● REQUIRED TASK
Copy out the entries exactly, from the first line to the last.

● INFORMATION GIVEN
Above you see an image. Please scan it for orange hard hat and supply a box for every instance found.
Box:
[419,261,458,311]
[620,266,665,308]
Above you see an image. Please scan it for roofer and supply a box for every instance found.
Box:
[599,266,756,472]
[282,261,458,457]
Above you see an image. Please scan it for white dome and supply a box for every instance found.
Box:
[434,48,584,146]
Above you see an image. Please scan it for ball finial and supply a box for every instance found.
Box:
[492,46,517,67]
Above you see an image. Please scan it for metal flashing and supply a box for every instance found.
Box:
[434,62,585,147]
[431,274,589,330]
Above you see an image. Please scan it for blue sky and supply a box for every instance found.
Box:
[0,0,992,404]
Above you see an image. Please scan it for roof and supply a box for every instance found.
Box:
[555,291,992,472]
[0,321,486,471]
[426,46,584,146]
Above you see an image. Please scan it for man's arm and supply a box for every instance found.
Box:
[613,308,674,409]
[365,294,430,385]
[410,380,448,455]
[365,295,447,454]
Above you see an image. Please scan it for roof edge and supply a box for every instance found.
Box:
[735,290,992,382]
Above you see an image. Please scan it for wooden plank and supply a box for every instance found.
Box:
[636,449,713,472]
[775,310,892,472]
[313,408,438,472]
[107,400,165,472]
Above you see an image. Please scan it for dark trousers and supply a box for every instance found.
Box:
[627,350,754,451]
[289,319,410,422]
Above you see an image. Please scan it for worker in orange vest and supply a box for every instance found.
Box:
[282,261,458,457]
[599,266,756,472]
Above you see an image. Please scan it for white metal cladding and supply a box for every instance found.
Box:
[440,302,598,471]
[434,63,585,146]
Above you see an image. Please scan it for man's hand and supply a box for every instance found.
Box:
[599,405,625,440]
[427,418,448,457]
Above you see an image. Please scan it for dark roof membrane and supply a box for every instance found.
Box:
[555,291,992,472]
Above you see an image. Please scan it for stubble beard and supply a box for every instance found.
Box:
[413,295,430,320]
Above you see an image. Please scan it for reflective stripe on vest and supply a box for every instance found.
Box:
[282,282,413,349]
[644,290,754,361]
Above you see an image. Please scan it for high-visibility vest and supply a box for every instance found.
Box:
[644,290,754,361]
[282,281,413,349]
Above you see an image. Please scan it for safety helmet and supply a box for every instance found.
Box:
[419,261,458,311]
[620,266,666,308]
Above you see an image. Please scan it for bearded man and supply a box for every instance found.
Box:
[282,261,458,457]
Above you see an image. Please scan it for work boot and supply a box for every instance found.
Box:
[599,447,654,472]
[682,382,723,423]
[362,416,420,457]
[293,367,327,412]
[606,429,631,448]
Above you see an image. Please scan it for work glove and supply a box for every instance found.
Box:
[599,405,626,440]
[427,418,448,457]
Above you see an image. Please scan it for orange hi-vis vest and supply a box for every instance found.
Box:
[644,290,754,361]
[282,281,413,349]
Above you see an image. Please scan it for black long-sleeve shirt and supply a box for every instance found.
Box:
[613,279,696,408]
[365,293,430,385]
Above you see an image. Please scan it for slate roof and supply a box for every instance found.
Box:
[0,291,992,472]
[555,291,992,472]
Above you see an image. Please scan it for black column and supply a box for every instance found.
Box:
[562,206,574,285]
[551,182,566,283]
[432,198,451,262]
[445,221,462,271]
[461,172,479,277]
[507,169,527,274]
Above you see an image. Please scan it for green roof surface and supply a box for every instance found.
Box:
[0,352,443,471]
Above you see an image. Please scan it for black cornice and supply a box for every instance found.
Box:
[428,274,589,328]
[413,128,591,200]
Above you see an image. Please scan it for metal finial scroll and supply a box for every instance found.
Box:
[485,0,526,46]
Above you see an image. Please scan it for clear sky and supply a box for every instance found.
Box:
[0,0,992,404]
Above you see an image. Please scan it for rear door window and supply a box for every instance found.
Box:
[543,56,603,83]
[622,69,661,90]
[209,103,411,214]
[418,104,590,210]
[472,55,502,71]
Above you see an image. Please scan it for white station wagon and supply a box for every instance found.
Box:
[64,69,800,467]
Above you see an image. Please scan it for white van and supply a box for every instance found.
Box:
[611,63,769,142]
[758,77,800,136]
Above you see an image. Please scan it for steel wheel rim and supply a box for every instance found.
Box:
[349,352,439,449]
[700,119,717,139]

● SOLUTION TO THIS PROBLEM
Above you see an image. Please scan it for orange hard hat and supply a box for every instance found.
Box:
[419,261,458,311]
[620,266,665,308]
Above you see an image. Please scan it for roofer and supply a box for every instance found.
Box:
[599,266,756,472]
[282,261,458,457]
Above you see an image. Please scan it for white dome and supply a box for every instance found.
Box:
[434,48,584,146]
Above you see an image. Please scan it for ball finial and supply a box for every instance found.
Box:
[492,46,517,67]
Above you see an image. Please scan it for metal flashing and supply a box for every instance found.
Box:
[434,62,585,147]
[431,274,589,330]
Above you see an image. Please scan it for blue sky and supply a box for every instance found.
Box:
[0,0,992,404]
Above you see an image. Please scan it for roof and supply a box for every instance found.
Box:
[555,291,992,472]
[0,321,486,471]
[426,46,584,146]
Above you see an image. Please scan it for man's arm and supply a box for every instance found.
Box:
[613,308,674,409]
[365,294,430,385]
[410,380,448,455]
[365,295,447,454]
Above you see an image. Please scan it for roof edge and supply a box for every instance found.
Box:
[735,290,992,382]
Above you see an image. Please scan it for wooden plank and supply a box for every instance found.
Box:
[636,449,713,472]
[775,310,892,472]
[313,408,438,472]
[107,400,165,472]
Above you see an image. Please scan it for dark trousers and supply a box for every instance found.
Box:
[627,350,754,451]
[289,319,410,422]
Above you see an image. Please scan it for worker in orange vest and supply a box for every instance found.
Box:
[282,261,458,457]
[599,266,756,472]
Above you see an image. Please scan it for white metal cladding and supply a box for every instance found.
Box:
[440,302,598,471]
[434,63,585,146]
Above you see an image. Please scan it for man's hand and supply a box for every instance found.
Box:
[599,405,625,440]
[427,418,448,457]
Above you see an image. Please scan it for dark roof membrane and supply a box for every instance found.
Box:
[555,291,992,472]
Above you see an image. Please scan it for stubble beard and supply a box for every instance found.
Box:
[413,295,430,320]
Above you see an image. Please scan it for reflective stripe on vest and supply a box for every instance found.
Box:
[282,282,413,349]
[644,290,754,361]
Above you see an image. Please scan it for high-visibility vest and supply a box for every instance found.
Box:
[644,290,754,361]
[282,281,413,349]
Above you see an image. Please scan it for safety helmet and supply a box for every instance found.
Box:
[419,261,458,311]
[620,266,666,308]
Above you see an image. Please scan it for bearded man and supply a box for every instance found.
Box:
[282,261,458,457]
Above you see an image. Please scan it for work boot and supply a box for every instance found.
Box:
[599,447,654,472]
[682,382,723,423]
[362,416,420,457]
[293,367,327,412]
[606,429,631,448]
Above you see an image. Please scan it for work glove and supply a box for every instance found.
Box:
[599,405,626,440]
[427,418,448,457]
Above you see an image. Please scan it for orange hi-vis vest and supply a box for every instance found.
Box:
[644,290,754,361]
[282,281,413,349]
Above you see an image. Please scan it for black long-sleeve shirt and supply a box for every instance found.
Box:
[613,279,696,408]
[365,293,430,385]
Above you see an image. Please scan it for slate roof and supply a box for every instance found.
Box:
[0,291,992,472]
[555,291,992,472]
Above you see an image. Please scan it for black column and supply a box for every instance found.
Box:
[562,206,574,285]
[551,182,566,283]
[432,198,451,262]
[445,221,462,271]
[461,172,479,277]
[507,169,527,274]
Above you see an image. Please scan it for green roof surface and supply a box for every instance found.
Box:
[0,352,443,471]
Above you see an image. Please scan it for black cornice and supply a box for every instance found.
Box:
[428,274,589,328]
[413,128,591,200]
Above you see an image. Please scan it for metal finial scroll and supply a box for every instance found.
Box:
[485,0,526,46]
Above you see an image. Please scan it for clear sky and supply a box for every instance found.
Box:
[0,0,992,404]
Above you see an image. Please scan it for rear door window and supply a box for every instance found.
Box:
[543,56,603,83]
[622,69,661,90]
[209,103,411,214]
[418,104,590,210]
[472,55,502,71]
Above you see an image. Please scan it for white station wagon and supply a box for every instance found.
Box:
[64,69,800,467]
Above you see an image. Please scan it for white van and supply a box for every instance found.
Box:
[611,63,769,142]
[758,77,800,136]
Above you see an image. Please scan it for steel wheel rim and supply a box for every instance found.
Box:
[349,352,439,449]
[700,119,717,139]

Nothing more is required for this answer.